▶ _The problem_: Provide a character-exact reproduction of the lines from the line with "Category: green lawn" to the end of the entries.

▶ _Given records_:

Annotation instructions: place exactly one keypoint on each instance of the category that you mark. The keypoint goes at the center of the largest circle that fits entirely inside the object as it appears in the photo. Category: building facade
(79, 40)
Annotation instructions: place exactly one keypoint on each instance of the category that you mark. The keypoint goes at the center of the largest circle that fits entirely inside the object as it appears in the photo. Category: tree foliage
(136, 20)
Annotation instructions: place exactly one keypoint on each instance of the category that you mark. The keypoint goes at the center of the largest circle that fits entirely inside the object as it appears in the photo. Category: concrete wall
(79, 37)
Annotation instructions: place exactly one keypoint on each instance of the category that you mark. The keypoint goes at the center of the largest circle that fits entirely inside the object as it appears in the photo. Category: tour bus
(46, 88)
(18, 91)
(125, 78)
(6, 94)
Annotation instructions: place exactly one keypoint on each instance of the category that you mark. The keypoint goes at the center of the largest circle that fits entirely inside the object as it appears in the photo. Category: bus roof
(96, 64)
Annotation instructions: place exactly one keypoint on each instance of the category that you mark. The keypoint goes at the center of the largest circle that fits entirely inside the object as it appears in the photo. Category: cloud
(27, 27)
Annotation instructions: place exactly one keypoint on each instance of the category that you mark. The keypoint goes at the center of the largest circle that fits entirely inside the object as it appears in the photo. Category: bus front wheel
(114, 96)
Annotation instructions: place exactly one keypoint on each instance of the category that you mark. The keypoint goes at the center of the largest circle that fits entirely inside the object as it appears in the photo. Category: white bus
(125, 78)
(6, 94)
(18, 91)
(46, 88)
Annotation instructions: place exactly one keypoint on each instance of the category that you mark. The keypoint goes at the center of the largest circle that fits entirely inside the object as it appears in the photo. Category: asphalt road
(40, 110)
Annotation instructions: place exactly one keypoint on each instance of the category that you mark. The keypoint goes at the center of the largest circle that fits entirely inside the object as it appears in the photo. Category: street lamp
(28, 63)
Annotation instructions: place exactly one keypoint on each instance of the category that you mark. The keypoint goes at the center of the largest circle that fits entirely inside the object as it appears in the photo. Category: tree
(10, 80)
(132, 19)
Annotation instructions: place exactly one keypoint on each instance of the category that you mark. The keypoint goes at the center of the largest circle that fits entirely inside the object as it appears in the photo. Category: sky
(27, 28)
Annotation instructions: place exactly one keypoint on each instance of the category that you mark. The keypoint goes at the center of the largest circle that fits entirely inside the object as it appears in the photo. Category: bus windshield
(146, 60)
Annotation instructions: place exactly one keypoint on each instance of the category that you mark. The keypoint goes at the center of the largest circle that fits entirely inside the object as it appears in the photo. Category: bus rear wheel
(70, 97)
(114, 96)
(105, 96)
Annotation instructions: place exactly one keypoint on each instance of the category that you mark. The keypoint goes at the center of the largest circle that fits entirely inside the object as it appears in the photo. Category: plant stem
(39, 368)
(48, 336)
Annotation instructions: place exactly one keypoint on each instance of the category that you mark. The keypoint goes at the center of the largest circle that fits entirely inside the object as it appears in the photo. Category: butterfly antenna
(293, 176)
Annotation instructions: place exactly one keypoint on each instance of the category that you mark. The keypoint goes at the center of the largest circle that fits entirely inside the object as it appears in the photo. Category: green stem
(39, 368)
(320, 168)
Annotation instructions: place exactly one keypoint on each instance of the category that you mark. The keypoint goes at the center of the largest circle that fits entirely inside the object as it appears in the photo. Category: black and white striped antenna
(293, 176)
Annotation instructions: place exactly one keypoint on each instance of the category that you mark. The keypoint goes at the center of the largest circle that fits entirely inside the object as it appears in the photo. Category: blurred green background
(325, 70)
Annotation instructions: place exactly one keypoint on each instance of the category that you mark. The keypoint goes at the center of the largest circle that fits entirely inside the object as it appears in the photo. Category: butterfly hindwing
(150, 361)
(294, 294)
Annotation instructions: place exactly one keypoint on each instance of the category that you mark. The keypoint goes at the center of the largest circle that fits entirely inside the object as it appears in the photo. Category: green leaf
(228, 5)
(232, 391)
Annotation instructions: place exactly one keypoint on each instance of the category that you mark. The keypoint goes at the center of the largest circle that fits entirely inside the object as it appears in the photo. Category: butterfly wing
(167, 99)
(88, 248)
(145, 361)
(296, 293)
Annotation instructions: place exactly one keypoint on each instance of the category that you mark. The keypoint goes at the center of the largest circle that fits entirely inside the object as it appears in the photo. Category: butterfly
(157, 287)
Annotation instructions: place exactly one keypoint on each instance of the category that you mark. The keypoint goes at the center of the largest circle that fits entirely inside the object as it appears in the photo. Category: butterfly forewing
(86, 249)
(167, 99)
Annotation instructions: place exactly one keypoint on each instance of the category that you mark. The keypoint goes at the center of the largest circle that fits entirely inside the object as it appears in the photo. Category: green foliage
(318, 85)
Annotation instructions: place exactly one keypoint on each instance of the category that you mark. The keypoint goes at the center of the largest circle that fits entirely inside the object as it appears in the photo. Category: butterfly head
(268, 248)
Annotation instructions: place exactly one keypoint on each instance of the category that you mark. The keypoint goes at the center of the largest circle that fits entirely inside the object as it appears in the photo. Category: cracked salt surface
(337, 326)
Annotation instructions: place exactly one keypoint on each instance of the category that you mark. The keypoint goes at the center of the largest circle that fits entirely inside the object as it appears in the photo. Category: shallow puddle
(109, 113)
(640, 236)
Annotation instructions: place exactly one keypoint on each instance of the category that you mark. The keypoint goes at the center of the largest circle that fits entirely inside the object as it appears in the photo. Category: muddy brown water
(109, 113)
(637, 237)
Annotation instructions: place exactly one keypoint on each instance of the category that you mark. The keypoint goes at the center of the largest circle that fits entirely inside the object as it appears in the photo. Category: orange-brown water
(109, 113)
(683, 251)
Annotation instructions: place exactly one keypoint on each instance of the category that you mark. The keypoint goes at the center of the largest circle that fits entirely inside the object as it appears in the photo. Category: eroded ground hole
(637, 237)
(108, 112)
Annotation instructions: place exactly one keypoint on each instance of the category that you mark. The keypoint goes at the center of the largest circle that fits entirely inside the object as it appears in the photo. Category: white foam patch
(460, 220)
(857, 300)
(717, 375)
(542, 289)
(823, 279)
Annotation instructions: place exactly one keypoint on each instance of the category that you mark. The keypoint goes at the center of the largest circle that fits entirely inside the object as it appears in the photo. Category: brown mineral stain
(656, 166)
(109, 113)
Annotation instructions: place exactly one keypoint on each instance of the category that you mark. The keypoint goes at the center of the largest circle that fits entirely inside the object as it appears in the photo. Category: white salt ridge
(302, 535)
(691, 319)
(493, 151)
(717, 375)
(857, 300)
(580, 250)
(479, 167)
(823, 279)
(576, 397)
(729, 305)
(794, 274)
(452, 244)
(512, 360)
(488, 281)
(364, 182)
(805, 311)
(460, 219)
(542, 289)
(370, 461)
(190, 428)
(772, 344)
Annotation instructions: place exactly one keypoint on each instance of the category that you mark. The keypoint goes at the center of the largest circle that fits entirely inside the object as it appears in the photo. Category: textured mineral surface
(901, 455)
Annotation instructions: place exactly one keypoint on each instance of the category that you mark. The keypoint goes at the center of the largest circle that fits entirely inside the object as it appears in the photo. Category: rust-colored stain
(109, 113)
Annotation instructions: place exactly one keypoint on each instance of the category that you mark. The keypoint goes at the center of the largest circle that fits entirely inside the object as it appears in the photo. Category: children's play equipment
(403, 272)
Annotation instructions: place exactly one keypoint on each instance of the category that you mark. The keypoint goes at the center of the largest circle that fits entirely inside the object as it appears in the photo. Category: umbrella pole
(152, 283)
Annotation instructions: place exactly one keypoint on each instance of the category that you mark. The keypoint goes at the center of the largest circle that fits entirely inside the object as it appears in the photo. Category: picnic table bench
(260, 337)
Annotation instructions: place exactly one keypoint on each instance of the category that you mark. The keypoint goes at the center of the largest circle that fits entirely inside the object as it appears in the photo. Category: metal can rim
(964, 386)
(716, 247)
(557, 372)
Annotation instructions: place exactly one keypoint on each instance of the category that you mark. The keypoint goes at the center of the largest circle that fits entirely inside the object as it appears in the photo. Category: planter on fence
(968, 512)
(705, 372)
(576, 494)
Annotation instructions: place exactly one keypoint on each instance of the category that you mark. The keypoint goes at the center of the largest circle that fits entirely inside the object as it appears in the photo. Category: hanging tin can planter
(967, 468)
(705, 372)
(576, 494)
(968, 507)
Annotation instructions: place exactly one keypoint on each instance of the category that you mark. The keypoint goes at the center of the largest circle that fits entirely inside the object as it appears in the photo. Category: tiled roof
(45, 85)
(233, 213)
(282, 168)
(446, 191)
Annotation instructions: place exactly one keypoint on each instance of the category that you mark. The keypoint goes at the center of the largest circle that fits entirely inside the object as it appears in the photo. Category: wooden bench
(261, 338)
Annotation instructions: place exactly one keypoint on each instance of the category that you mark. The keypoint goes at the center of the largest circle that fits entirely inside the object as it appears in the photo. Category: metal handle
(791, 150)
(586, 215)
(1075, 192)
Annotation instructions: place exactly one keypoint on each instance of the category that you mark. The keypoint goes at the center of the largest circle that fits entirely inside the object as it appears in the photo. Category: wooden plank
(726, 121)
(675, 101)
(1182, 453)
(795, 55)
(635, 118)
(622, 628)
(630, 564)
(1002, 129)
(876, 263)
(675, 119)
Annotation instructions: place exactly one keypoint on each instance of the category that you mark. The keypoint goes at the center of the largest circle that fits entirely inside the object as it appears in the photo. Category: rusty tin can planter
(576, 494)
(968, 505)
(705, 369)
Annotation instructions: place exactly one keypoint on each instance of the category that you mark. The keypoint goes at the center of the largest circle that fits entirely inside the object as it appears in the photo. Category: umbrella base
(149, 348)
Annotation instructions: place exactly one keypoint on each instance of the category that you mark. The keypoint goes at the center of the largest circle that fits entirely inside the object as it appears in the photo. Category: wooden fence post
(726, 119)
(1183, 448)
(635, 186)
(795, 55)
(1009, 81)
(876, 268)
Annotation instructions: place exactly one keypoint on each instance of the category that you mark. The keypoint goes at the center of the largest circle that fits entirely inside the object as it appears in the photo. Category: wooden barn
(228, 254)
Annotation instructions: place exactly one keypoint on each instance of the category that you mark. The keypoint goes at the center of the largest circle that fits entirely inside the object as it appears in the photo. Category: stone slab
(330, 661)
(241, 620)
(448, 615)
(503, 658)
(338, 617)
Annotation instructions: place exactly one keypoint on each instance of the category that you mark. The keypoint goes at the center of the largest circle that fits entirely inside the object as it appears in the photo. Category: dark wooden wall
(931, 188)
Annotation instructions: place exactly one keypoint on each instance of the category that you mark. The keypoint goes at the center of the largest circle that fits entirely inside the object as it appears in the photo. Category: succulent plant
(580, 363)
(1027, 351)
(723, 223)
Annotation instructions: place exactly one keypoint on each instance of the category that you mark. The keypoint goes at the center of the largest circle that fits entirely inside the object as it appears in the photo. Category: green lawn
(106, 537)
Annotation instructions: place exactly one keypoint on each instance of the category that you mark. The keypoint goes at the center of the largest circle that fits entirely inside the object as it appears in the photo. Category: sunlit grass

▶ _Your response_:
Annotation instructions: place exactly one keypoint on each instance of the category that you mark. The keypoint goes at the center of the largest circle that fits entirely inside the object as it appears in the photo. Category: green lawn
(106, 537)
Annotation instructions: place exactly one keypoint on each instance of the category that you mark. The keypoint goes at the center of the largest circle that fits entirely inside the object as it appears in the photo. Category: sunlit grass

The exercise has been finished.